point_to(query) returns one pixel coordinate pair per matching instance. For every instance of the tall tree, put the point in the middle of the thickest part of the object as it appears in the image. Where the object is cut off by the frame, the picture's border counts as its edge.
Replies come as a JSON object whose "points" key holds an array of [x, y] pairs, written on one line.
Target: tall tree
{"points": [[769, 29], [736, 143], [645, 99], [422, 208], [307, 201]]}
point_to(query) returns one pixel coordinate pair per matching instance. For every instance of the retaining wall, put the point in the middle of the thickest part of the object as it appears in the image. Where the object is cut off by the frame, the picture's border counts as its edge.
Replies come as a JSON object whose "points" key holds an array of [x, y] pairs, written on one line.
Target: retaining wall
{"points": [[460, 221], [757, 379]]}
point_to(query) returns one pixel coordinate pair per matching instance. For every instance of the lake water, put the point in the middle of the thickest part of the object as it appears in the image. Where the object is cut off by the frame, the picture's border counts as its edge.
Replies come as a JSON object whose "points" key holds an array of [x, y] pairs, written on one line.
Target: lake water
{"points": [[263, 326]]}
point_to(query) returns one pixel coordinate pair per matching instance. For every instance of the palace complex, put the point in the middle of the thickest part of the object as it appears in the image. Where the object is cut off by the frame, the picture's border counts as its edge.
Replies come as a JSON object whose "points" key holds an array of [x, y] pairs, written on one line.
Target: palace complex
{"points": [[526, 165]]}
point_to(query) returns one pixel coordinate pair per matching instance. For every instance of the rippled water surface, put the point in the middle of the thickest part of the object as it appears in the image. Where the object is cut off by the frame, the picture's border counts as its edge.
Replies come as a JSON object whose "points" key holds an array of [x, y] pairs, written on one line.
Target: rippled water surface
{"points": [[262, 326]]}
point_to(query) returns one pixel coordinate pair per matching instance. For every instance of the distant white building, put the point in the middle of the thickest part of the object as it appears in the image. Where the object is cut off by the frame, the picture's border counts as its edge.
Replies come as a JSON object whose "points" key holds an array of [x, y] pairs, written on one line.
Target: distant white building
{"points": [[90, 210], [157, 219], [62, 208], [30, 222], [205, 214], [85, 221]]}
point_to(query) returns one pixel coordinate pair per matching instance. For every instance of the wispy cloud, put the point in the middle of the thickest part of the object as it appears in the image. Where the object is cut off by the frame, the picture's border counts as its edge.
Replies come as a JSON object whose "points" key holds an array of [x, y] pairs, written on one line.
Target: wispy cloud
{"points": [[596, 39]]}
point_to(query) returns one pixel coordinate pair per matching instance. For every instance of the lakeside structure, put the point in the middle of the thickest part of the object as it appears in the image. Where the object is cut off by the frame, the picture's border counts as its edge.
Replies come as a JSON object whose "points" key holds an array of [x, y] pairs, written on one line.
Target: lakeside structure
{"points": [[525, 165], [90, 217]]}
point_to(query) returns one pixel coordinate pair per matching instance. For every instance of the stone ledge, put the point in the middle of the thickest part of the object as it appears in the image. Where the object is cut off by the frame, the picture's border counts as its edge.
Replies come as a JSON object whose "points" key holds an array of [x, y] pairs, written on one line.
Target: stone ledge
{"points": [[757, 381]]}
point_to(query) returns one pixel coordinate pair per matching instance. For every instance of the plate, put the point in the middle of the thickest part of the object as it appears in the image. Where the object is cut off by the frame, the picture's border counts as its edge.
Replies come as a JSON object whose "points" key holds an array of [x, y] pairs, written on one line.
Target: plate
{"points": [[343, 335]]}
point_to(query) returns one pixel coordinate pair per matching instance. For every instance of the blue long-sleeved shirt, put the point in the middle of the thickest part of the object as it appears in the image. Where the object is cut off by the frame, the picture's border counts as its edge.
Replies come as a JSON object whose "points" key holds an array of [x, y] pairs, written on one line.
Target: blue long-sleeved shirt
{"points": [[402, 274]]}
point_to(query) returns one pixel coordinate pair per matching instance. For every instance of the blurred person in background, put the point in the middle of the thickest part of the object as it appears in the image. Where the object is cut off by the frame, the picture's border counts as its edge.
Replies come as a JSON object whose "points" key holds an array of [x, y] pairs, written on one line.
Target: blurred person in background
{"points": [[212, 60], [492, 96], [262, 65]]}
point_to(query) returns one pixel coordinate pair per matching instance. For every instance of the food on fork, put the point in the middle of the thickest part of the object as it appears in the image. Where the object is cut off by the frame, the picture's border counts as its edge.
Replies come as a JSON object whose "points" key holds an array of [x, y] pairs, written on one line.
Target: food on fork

+ + + + +

- **Directions for this task**
Only the lines from the one containing "of the blurred" to the end of the records should be repeated, exactly as they appear.

- **Result**
point_to(query) returns one pixel coordinate pair per matching instance. For every instance of the blurred person in background, put the point in the middle of the thickest part of the object as it appears in the image. Where the object is cut off by the frame, the picture's border counts as its edge.
Replies come as a JSON object whose "points" key holds an array of [x, y] pairs, written on one line.
Target: blurred person in background
{"points": [[212, 60], [492, 96], [262, 65]]}
point_to(query) returns one pixel coordinate pair per matching instance. For every instance of the food on fork, put the point in the middle of the thickest part of the object as it appears in the image. Where the object is cut off by the frame, the picture's border counts as its edge.
Replies come as a JSON object whose "points" key holds an array of [x, y] pairs, written on one line.
Target: food on fork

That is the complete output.